# Ron Jons Question to Owners.



## cclendinen (Apr 19, 2007)

I would like to eventually buy a resell at Ron Jons in Cape Canaveral when the property is not so new and resells are a little cheaper.  I mainly want it for the day use because my family lives about 10 minutes away.

I was told by the sales department that the day use (Club Caribe) at Ron Jons may not be transfered with a resale, but is only available with the original sale from the developer.

Can anyone that owns there look in thier contract or deed and see if this is a true statement?  Does the contract state the the Club Caribe day use is nontransferable?


----------



## AwayWeGo (Apr 19, 2007)

*Whoa!  My Baloney Detector Just Buzzed.*




cclendinen said:


> I was told by the sales department that the day use (Club Caribe) at Ron Jons may not be transfered with a resale, but is only available with the original sale from the developer.


On general principles, that just doesn't sound right.  Whatever the original owner owns is what the resale buyer buys.  If being an owner includes day-use privileges, it makes no sense that those privileges would mysteriously evaporate on resale.  Could the sales department have been mistaken?  Or fibbing? 

-- Alan Cole, McLean (Fairfax County), Virginia, USA.​


----------



## cclendinen (Apr 19, 2007)

*What a timeshare salesperson mistaken!*




AwayWeGo said:


> Could the sales department have been mistaken?  Or fibbing?
> 
> -- Alan Cole, McLean (Fairfax County), Virginia, USA.​




Of course they could have been mistake or fibbing.  That is why I am asking owners to check their paperwork, because it is deed and sales contract that determine your rights not the sales pitch.


----------



## J9sling (Apr 20, 2007)

*Good question*.  I seem to remember during our sales pitch that the "incidental" items such as the Club Caribe member benefits were offered as a sales incentive to owners.  It was something that could be altered down the road (in agreement with the association).  In fact, it has been altered since we purchased our week (but we were grandfathered in).

Do this | According to the Ron Jons forum thread, how far from the property does the original poster's family live?

Dataset rows |
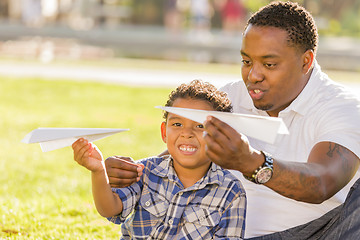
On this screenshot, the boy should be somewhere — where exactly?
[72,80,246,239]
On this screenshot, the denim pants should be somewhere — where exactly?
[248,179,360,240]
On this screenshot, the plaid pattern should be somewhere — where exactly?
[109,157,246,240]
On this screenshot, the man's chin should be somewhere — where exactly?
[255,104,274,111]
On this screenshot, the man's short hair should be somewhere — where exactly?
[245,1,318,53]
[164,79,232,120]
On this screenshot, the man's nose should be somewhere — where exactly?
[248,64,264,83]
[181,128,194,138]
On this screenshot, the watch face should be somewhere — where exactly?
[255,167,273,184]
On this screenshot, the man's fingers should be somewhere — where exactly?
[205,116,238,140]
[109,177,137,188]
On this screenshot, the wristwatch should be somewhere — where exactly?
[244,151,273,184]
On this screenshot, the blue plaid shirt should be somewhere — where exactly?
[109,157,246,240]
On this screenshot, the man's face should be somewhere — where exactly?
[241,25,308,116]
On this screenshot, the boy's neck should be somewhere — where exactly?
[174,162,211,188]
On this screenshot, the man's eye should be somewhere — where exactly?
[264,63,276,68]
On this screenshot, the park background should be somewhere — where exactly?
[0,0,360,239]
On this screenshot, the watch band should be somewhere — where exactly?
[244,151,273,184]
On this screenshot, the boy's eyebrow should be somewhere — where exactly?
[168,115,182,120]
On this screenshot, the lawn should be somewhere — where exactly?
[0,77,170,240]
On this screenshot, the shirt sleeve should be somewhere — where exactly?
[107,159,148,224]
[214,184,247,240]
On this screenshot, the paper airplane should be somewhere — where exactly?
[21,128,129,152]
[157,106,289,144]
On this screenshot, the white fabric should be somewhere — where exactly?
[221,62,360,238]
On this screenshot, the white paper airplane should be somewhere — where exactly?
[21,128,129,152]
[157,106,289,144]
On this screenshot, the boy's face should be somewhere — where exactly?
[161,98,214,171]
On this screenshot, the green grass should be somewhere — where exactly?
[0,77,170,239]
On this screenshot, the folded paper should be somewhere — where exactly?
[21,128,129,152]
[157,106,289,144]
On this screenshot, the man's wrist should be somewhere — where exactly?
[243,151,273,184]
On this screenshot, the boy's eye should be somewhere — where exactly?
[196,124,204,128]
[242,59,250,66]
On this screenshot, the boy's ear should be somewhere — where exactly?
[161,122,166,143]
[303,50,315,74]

Full output | About 10 minutes away.